The data should be duplicated exactly, with every word kept as it is.

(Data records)
━━━
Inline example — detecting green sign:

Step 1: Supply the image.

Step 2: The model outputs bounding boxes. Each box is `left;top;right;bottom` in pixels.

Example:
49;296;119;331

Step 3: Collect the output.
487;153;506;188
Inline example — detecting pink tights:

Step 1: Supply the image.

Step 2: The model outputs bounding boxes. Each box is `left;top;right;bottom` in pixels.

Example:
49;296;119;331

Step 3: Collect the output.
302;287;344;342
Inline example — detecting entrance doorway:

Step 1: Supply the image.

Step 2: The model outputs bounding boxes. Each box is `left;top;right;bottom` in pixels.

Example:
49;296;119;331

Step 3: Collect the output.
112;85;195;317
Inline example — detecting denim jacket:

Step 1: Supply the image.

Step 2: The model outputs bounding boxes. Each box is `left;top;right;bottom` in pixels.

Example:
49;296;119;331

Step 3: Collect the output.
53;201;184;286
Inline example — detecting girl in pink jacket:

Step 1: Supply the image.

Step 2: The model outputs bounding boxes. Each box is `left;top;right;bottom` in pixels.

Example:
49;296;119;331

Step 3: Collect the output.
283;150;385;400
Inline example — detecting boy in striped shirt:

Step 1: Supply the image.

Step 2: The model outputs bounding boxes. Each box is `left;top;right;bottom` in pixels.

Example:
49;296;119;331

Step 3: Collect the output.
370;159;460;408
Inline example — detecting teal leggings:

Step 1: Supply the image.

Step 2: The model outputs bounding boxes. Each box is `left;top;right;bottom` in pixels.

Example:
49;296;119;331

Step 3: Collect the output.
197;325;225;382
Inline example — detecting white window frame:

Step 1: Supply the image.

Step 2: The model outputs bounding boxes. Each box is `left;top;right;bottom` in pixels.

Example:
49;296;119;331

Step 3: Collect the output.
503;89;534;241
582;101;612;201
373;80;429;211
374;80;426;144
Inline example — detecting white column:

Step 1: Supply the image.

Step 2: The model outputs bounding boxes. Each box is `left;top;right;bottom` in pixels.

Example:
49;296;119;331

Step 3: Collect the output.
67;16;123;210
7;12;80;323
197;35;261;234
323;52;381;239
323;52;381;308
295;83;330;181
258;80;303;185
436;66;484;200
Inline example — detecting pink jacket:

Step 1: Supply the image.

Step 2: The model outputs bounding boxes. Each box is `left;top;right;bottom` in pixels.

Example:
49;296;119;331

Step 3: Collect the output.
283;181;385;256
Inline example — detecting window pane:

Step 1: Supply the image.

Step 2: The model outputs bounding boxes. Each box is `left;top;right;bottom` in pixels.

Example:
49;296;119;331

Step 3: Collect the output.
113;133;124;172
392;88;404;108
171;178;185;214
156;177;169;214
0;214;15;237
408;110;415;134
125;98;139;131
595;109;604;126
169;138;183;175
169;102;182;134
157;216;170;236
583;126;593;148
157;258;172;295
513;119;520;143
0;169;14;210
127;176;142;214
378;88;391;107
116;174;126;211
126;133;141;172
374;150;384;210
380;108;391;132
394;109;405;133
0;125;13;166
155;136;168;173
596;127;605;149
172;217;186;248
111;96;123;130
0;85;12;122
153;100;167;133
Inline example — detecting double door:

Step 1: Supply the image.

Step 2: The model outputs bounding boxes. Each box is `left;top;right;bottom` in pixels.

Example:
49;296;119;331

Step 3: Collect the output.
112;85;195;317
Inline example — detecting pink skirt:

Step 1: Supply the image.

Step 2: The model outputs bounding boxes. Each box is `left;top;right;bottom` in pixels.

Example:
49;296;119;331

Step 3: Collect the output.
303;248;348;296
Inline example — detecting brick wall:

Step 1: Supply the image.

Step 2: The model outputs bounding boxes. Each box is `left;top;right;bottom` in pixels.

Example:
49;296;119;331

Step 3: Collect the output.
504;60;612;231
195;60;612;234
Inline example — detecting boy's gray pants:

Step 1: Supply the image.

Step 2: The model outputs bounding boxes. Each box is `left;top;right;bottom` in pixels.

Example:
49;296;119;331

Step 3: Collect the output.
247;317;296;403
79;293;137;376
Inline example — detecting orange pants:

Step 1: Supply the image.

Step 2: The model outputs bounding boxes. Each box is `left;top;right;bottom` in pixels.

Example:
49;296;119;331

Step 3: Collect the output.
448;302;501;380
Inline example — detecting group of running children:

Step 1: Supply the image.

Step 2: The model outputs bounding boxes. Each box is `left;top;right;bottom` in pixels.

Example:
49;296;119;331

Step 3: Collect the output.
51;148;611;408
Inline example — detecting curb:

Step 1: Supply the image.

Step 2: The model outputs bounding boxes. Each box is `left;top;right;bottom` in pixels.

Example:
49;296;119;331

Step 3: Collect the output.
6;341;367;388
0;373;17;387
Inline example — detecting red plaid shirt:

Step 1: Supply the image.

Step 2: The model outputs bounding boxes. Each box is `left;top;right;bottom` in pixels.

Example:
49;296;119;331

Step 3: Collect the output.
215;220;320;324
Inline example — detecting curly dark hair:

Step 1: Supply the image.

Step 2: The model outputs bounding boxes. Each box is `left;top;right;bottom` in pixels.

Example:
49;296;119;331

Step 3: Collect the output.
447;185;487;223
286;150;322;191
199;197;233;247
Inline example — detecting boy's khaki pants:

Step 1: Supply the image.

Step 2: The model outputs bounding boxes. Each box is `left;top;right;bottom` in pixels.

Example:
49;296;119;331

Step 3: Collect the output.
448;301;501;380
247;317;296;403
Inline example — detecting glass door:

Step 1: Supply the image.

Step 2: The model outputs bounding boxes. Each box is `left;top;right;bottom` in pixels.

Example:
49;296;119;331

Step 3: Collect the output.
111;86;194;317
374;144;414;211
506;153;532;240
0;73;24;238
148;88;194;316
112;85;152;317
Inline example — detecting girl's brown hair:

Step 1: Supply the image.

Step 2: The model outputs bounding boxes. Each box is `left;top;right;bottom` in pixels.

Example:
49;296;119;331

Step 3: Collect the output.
━━━
*Solution for this task:*
Inline example — detecting green sign:

Step 1: Supply the image.

Step 2: The model outputs bounding boxes. Each box is `left;top;right;bottom` in pixels.

Example:
49;296;119;331

Step 3: Collect the output.
487;153;506;188
Inline example — detecting pink tights:

Step 1: Supply the image.

Step 2: The model outputs bounding boxes. Each box is `left;top;right;bottom` in pixels.

Example:
49;296;119;331

Step 3: Collect the output.
302;287;344;342
Inline example — detecting entrance doorway:

Step 1: Supply the image.

Step 2: The model outputs bounding boxes. Each box is `left;top;right;bottom` in pixels.

Example:
49;296;119;331

Step 3: Collect the output.
112;85;195;317
Inline example — detecting denim jacket:

Step 1: Supply the image.

Step 2: The model outputs bounding boxes. Each box is `left;top;right;bottom` in pixels.

Example:
49;296;119;331

Step 3: Collect the output.
53;201;184;286
Inline example — detecting girl in pink jacket:

Step 1: Supply the image.

Step 2: The model outputs bounding boxes. Each box is `left;top;right;bottom` in pixels.

Example:
49;296;119;331

Step 3: Collect the output.
283;150;385;400
Inline example — detecting boy in striped shirt:

Step 1: Supply the image.

Step 2: The model outputs bounding boxes. Each box is `left;top;right;bottom` in pixels.

Example:
49;296;119;331

Step 3: Collect the output.
370;159;460;408
Inline example — detecting teal leggings:

Step 1: Supply the image.

Step 2: The model outputs bounding boxes. Each box is `left;top;right;bottom` in pixels.

Example:
49;296;119;331

Step 3: Collect the output.
197;325;225;382
Inline example — detecting white window frame:

Step 1: Supply the image.

Step 2: The model outputs bounding boxes. Each box is `left;top;right;bottom` in pixels.

Example:
49;296;119;331

Step 3: Collect the output.
503;89;534;241
582;101;612;201
373;80;429;211
374;80;426;144
Inline example — detecting white column:

Step 1: Supply the image.

Step 2: The model outputs bounding boxes. Each box is `left;top;right;bottom` in pixels.

Example:
49;296;119;331

Step 3: Collect the output.
67;16;123;210
7;12;80;323
197;35;261;234
323;52;381;239
323;52;381;308
295;83;330;181
258;80;303;185
436;66;484;200
Inline example — detecting pink jacket:

Step 1: Supply the image.

Step 2: The model outputs bounding boxes. Each box is `left;top;right;bottom` in pixels.

Example:
49;296;119;331

Step 3: Collect the output.
283;181;385;256
Inline example — detecting window pane:

Step 1: Supply the image.

Step 2: The model outputs bounding boxes. Each box is `left;top;right;bottom` in pixels.

Example:
49;296;119;331

Step 3: Collect the output.
113;133;124;172
392;88;404;108
171;178;185;214
156;177;169;214
0;214;15;237
408;110;415;134
125;98;139;131
595;109;604;126
169;138;183;175
169;102;182;134
157;216;170;236
583;126;593;148
157;258;172;295
513;119;520;143
0;169;14;210
127;176;142;214
378;88;391;107
116;174;126;211
126;133;141;172
374;150;384;210
380;108;391;132
394;109;405;133
0;125;13;166
155;136;168;173
596;127;605;149
172;217;186;248
111;96;123;130
0;85;12;122
153;100;167;133
Inline example — detecting double door:

Step 1: Supply the image.

Step 2: The model outputs bounding boxes. Each box is `left;top;right;bottom` in pixels.

Example:
49;296;119;331

Step 3: Collect the output.
112;85;195;317
Inline example — detecting pink skirt:

Step 1: Supply the image.

Step 2: The model outputs bounding boxes. Each box is `left;top;right;bottom` in pixels.

Example:
49;296;119;331

Step 3: Collect the output.
303;248;348;296
Inline example — detecting brick wall:

Step 1: Supply the image.

Step 2: The model outputs bounding boxes. Each box is `left;top;right;bottom` in pixels.

Example:
49;296;119;331

Step 3: Collect the output.
504;60;612;231
195;60;612;234
Inline example — detecting boy's gray pants:

Step 1: Supply the image.

Step 2: The model outputs bounding boxes. Each box is `left;top;right;bottom` in pixels.

Example:
49;296;119;331

Step 3: Collect the output.
247;317;296;403
79;293;137;376
Inline example — detecting orange pants:

Step 1: Supply the image.

Step 2: The model outputs bounding boxes. Each box is `left;top;right;bottom` in pixels.

Example:
49;296;119;331

Step 3: Collect the output.
448;302;501;380
Inline example — detecting group of running children:

Step 1: Supply the image.

Step 2: The model outputs bounding boxes. Each box is `left;top;right;bottom` in pixels.

Example:
49;296;119;331

Step 3: Collect the output.
51;148;611;408
Inline example — detecting curb:

Step 1: Supply the image.

Step 2: The model outputs bounding boxes. Each box is `left;top;right;bottom` in pixels.

Example:
49;296;119;331

Step 3: Collect the output.
6;341;367;388
0;373;17;387
Inline example — detecting red plaid shirt:

Step 1: Supply the image.

Step 2: The model outputs bounding boxes. Each box is `left;top;right;bottom` in pixels.

Example:
49;296;119;331

Step 3: Collect the output.
215;220;320;324
Inline example — detecting curly dark hair:

Step 1: Supply the image.

Step 2: The model outputs bounding boxes. Each box is `left;top;right;bottom` in pixels.

Example:
49;296;119;331

Step 3: Collect the output.
447;185;487;223
286;150;322;191
199;197;233;247
Inline example — detecting boy's khaki pants:

Step 1: Supply the image.

Step 2: The model outputs bounding boxes. Each box is `left;top;right;bottom` in pixels.

Example:
49;296;119;331

Step 3: Collect the output.
448;301;501;380
247;317;296;403
Inline example — detecting glass door:

Step 1: Supply the image.

Step 2: The model outputs bounding boxes. Each box is `left;top;right;bottom` in pixels.

Example:
49;296;119;331

Step 3: Collect the output.
111;86;194;317
374;144;414;211
506;153;532;240
0;73;24;238
148;88;194;316
112;85;152;317
Inline example — detecting girl's brown hair:

Step 1: Supply the image.

Step 2: The model outputs bounding boxes. Each box is `left;top;right;bottom` in pixels.

Example:
49;296;119;331

Step 3: Collect the output.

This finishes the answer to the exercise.